Set down exactly the lines below between the line holding "Target: stone step" and the line holding "of the downspout", inclusive; no other line belongs in the answer.

▸ **Task input**
::::

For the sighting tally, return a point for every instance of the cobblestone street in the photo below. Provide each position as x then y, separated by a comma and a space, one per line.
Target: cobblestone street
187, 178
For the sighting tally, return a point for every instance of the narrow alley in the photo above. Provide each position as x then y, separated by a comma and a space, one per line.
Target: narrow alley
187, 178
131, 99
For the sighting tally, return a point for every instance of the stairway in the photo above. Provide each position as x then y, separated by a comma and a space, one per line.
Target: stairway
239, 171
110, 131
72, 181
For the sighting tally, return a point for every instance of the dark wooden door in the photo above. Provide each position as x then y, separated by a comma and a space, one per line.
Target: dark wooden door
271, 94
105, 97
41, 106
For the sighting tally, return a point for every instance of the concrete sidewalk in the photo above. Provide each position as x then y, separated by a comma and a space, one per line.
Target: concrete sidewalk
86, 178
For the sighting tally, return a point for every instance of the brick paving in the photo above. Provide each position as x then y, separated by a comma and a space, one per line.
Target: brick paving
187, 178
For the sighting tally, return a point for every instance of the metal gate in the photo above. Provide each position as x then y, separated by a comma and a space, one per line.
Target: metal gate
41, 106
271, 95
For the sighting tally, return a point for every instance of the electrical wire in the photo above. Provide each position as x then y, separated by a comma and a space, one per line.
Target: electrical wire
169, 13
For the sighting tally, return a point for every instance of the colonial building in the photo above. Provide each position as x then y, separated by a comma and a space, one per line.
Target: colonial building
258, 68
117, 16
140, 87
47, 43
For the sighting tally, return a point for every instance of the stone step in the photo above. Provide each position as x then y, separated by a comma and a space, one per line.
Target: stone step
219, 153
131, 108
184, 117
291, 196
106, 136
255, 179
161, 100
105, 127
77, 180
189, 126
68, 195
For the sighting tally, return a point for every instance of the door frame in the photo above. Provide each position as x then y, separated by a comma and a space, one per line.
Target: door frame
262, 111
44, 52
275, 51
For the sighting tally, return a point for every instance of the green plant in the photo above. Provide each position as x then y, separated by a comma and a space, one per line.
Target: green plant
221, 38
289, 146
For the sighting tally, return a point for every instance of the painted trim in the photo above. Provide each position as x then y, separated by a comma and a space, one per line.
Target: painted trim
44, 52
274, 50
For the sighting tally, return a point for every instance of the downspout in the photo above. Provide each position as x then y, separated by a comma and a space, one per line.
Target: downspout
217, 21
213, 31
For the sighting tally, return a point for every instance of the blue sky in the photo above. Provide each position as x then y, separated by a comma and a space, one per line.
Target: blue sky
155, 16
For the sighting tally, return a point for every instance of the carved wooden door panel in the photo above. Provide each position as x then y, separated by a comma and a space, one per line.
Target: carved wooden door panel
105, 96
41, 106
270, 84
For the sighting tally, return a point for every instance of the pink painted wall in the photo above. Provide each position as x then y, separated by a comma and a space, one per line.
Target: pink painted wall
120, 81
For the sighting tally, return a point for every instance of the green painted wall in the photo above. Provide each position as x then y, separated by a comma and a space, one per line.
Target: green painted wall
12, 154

::::

▸ **Exercise response**
Target: stone step
219, 153
131, 108
184, 117
291, 196
106, 136
255, 179
161, 100
105, 127
77, 180
189, 126
68, 195
For the sighting tally, return a point for every instance of the door frame in the photo above. Provide each position as x then y, separated by a comma and a space, one per line.
Target: door frame
262, 111
44, 52
275, 51
For the sighting tally, return a point for every instance of the green plant in the photo above. Provide each position as x then y, separated by a comma and a space, one per line.
Target: green plant
221, 38
289, 146
For the sighting tally, return a point for every instance of the painted trim in the photo above. Provide each position as x then y, separated by a comma and a space, one per line.
Target: painted trim
44, 52
274, 50
For the sighting tally, return a point for every instance of the downspout in the photo above. Provide each position as x then y, separated by a comma and a space, one per line.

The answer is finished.